**TASK DIRECTIONS:** Copy every line of the rows below word for word.

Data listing
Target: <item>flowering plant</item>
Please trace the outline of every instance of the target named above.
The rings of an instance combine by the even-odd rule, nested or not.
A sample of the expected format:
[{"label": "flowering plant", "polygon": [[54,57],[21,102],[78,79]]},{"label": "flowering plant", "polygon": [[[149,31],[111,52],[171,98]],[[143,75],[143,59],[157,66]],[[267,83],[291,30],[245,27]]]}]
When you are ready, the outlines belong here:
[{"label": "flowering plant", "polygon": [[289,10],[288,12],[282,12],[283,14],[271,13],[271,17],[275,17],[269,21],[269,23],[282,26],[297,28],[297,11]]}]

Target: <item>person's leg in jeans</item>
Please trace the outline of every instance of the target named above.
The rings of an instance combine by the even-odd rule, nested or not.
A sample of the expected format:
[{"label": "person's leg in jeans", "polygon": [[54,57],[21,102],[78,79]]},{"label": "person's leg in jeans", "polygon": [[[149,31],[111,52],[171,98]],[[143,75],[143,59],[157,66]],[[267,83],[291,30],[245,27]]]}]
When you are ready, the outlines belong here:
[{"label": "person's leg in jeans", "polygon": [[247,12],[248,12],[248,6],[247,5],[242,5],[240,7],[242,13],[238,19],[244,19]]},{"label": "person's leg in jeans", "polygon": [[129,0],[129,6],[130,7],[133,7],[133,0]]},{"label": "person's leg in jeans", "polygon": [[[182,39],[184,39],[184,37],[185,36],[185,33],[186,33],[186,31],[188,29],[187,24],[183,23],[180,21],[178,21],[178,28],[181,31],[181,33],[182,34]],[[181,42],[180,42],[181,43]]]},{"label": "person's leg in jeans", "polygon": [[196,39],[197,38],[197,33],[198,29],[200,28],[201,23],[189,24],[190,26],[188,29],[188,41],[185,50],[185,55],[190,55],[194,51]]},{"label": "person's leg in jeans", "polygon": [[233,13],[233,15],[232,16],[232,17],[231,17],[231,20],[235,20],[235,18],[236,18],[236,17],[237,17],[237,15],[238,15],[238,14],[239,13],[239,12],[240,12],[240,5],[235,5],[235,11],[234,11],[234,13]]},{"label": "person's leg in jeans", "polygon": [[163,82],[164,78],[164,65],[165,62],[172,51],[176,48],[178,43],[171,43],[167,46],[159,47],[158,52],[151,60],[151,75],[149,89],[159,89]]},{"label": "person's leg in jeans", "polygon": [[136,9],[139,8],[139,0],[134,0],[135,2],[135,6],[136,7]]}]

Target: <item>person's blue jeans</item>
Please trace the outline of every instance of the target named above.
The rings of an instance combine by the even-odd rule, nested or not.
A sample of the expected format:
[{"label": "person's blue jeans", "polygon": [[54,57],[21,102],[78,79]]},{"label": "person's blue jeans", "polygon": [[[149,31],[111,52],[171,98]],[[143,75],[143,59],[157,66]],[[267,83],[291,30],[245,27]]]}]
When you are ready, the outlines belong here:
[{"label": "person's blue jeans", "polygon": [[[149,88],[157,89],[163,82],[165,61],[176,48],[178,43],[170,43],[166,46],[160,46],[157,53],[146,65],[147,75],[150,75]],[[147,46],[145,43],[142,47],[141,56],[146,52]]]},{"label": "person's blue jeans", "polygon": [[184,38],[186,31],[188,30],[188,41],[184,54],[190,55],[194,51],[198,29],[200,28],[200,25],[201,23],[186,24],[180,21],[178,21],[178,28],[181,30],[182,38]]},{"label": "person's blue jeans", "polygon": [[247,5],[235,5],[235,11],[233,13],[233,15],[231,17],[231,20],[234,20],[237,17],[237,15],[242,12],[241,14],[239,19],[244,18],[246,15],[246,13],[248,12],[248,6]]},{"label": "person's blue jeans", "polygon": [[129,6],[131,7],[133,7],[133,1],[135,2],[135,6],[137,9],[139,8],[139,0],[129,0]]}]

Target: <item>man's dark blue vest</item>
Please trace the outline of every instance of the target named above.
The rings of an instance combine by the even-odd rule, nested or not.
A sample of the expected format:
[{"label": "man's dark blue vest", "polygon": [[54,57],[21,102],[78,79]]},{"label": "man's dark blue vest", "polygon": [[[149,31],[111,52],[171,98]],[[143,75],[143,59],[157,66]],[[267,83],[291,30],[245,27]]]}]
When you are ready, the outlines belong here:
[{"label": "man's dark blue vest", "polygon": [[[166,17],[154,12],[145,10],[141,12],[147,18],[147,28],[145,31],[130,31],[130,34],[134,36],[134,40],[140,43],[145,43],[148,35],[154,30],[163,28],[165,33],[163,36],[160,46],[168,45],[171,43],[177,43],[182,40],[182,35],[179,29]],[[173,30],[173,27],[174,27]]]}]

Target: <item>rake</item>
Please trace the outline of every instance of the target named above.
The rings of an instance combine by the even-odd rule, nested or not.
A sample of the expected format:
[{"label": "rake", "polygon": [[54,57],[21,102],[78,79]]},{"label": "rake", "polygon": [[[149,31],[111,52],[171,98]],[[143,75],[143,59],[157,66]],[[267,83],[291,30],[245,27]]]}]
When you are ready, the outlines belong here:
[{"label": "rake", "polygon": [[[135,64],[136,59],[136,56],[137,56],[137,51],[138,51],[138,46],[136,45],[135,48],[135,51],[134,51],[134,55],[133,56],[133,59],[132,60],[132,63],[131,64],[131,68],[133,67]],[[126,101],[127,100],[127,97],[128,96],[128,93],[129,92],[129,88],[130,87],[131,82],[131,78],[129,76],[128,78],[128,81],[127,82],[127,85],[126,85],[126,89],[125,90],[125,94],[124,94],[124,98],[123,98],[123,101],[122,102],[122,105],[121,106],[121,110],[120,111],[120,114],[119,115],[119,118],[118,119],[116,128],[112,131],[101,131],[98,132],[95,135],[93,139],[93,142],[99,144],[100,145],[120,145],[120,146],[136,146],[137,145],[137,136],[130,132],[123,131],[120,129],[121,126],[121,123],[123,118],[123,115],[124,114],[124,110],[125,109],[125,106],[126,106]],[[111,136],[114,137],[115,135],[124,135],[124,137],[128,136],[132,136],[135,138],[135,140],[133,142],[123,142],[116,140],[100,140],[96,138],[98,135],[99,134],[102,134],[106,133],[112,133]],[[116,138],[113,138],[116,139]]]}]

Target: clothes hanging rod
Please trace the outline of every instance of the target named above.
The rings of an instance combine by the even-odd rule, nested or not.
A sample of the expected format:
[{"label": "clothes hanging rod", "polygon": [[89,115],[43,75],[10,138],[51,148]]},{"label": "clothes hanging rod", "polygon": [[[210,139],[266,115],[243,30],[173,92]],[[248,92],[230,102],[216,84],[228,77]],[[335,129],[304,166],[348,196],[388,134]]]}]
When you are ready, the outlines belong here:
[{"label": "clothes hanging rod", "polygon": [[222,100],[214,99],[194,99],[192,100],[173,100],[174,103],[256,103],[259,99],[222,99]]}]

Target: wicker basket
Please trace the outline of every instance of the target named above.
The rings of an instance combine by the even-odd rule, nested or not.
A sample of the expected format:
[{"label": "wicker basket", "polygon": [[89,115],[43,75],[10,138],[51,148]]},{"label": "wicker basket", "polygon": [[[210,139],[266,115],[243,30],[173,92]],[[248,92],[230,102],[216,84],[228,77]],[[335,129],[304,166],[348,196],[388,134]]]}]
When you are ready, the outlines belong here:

**FINAL ANSWER:**
Target: <item>flowering plant</item>
Please trace the outline of every instance of the target named above.
The rings of an instance combine by the even-odd rule, nested or not.
A sample of the expected format:
[{"label": "flowering plant", "polygon": [[54,57],[21,102],[78,79]]},{"label": "flowering plant", "polygon": [[[149,31],[111,52],[171,98]],[[143,75],[143,59],[157,66]],[[267,83],[291,30],[245,27]]]}]
When you are ready, the outlines belong here:
[{"label": "flowering plant", "polygon": [[289,10],[288,12],[282,12],[283,14],[271,13],[271,17],[275,17],[269,21],[269,23],[282,26],[297,28],[297,11]]}]

Target: <item>person's leg in jeans</item>
Please trace the outline of every instance of the target named above.
The rings of an instance combine by the even-odd rule, nested or not.
A sample of the expected format:
[{"label": "person's leg in jeans", "polygon": [[54,57],[21,102],[78,79]]},{"label": "person's leg in jeans", "polygon": [[[149,31],[111,52],[171,98]],[[143,75],[143,59],[157,66]],[[267,83],[291,30],[245,27]]]}]
When you are ready, the outlines belong here:
[{"label": "person's leg in jeans", "polygon": [[247,12],[248,12],[248,6],[247,5],[242,5],[240,7],[242,13],[238,19],[244,19]]},{"label": "person's leg in jeans", "polygon": [[129,0],[129,6],[130,7],[133,7],[133,0]]},{"label": "person's leg in jeans", "polygon": [[[182,39],[184,39],[184,37],[185,36],[185,33],[186,33],[186,31],[188,29],[187,24],[183,23],[180,21],[178,21],[178,28],[181,31],[181,33],[182,34]],[[181,42],[180,42],[181,43]]]},{"label": "person's leg in jeans", "polygon": [[196,39],[197,38],[197,33],[198,29],[200,28],[201,23],[189,24],[190,26],[188,29],[188,41],[185,50],[185,55],[190,55],[194,51]]},{"label": "person's leg in jeans", "polygon": [[233,13],[233,15],[232,16],[232,17],[231,17],[231,20],[235,20],[235,18],[236,18],[236,17],[237,17],[237,15],[238,15],[238,14],[239,13],[239,12],[240,12],[240,5],[235,5],[235,11],[234,11],[234,13]]},{"label": "person's leg in jeans", "polygon": [[163,82],[164,78],[164,65],[165,62],[172,51],[176,48],[178,43],[171,43],[167,46],[159,47],[158,52],[151,60],[151,75],[149,89],[159,89]]},{"label": "person's leg in jeans", "polygon": [[136,9],[139,8],[139,0],[134,0],[135,2],[135,6],[136,7]]}]

Target: <item>person's blue jeans</item>
Please trace the outline of every instance of the target named above.
The rings of an instance combine by the even-odd rule, nested or not.
A sample of the expected format:
[{"label": "person's blue jeans", "polygon": [[54,57],[21,102],[78,79]]},{"label": "person's blue jeans", "polygon": [[[149,31],[111,52],[171,98]],[[143,75],[143,59],[157,66]],[[267,83],[291,30],[245,27]]]}]
When you are ready, the outlines belong here:
[{"label": "person's blue jeans", "polygon": [[[149,88],[157,89],[163,82],[165,61],[176,48],[178,43],[170,43],[166,46],[160,46],[157,53],[146,65],[147,75],[150,75]],[[147,46],[145,43],[142,47],[141,56],[146,52]]]},{"label": "person's blue jeans", "polygon": [[184,38],[186,31],[188,30],[188,41],[184,54],[190,55],[194,51],[198,29],[200,28],[200,25],[201,23],[186,24],[180,21],[178,21],[178,28],[181,30],[182,38]]},{"label": "person's blue jeans", "polygon": [[247,5],[235,5],[235,11],[233,13],[233,15],[231,17],[231,20],[234,20],[237,17],[237,15],[242,12],[241,14],[239,19],[244,18],[246,15],[246,13],[248,12],[248,6]]},{"label": "person's blue jeans", "polygon": [[129,6],[131,7],[133,7],[133,1],[135,2],[135,6],[137,9],[139,8],[139,0],[129,0]]}]

Target: <item>man's dark blue vest</item>
Please trace the outline of every instance of the target named above.
The rings of an instance combine by the even-odd rule, nested or not.
A sample of the expected format:
[{"label": "man's dark blue vest", "polygon": [[54,57],[21,102],[78,79]]},{"label": "man's dark blue vest", "polygon": [[[149,31],[111,52],[171,98]],[[143,75],[143,59],[157,66]],[[267,83],[291,30],[245,27]]]}]
When you are ready, the outlines belong here:
[{"label": "man's dark blue vest", "polygon": [[[166,17],[154,12],[145,10],[141,12],[147,18],[147,28],[145,31],[130,31],[130,34],[134,36],[134,40],[140,43],[145,43],[148,35],[154,30],[163,28],[165,33],[163,36],[160,46],[168,45],[171,43],[177,43],[182,40],[182,35],[179,29]],[[173,30],[173,27],[174,27]]]}]

Target: <item>rake</item>
Please trace the outline of every instance of the target named above.
The rings of an instance combine by the even-odd rule, nested or not.
A sample of the expected format:
[{"label": "rake", "polygon": [[54,57],[21,102],[78,79]]},{"label": "rake", "polygon": [[[149,31],[111,52],[171,98]],[[143,75],[143,59],[157,66]],[[267,83],[291,30],[245,27]]]}]
When you are ready, the outlines belong here:
[{"label": "rake", "polygon": [[[135,64],[136,59],[136,56],[137,56],[137,51],[138,51],[138,46],[136,45],[135,48],[135,51],[134,51],[134,55],[133,56],[133,59],[132,60],[132,63],[131,64],[131,68],[133,67]],[[126,101],[127,100],[127,97],[128,96],[128,93],[129,92],[129,88],[130,87],[131,82],[131,78],[129,76],[128,78],[128,81],[127,82],[127,85],[126,85],[126,89],[125,90],[125,94],[124,94],[124,98],[123,98],[123,101],[122,102],[122,105],[121,106],[121,110],[120,111],[120,114],[119,115],[119,118],[118,119],[116,128],[112,131],[101,131],[98,132],[95,135],[93,139],[93,142],[99,144],[100,145],[120,145],[120,146],[136,146],[137,145],[137,136],[130,132],[123,131],[120,129],[121,126],[121,123],[123,118],[123,115],[124,114],[124,110],[125,109],[125,106],[126,106]],[[111,136],[114,137],[115,135],[124,135],[124,137],[128,136],[132,136],[135,138],[135,140],[133,142],[123,142],[116,140],[100,140],[96,138],[98,135],[99,134],[102,134],[106,133],[112,133]],[[116,138],[113,138],[116,139]]]}]

Target: clothes hanging rod
Please trace the outline of every instance of the target named above.
The rings of an instance combine by the even-odd rule, nested or not.
A sample of the expected format:
[{"label": "clothes hanging rod", "polygon": [[89,115],[43,75],[10,138],[51,148]]},{"label": "clothes hanging rod", "polygon": [[[210,139],[266,115],[243,30],[173,92]],[[248,92],[230,102],[216,84],[228,77]],[[335,129],[304,166],[348,196],[388,134]]]}]
When you are ready, the outlines belong here:
[{"label": "clothes hanging rod", "polygon": [[222,100],[214,99],[194,99],[192,100],[173,100],[174,103],[256,103],[259,99],[222,99]]}]

Target: wicker basket
Please trace the outline of every instance of the target named above.
The rings of an instance combine by the even-odd rule, nested or not.
A sample of the expected format:
[{"label": "wicker basket", "polygon": [[89,115],[43,75],[10,138],[51,148]]},{"label": "wicker basket", "polygon": [[[210,139],[266,115],[243,30],[173,92]],[[248,92],[230,102],[216,84],[228,77]],[[335,129],[304,166],[348,196],[388,134]]]}]
When you are ready, the outlines belong here:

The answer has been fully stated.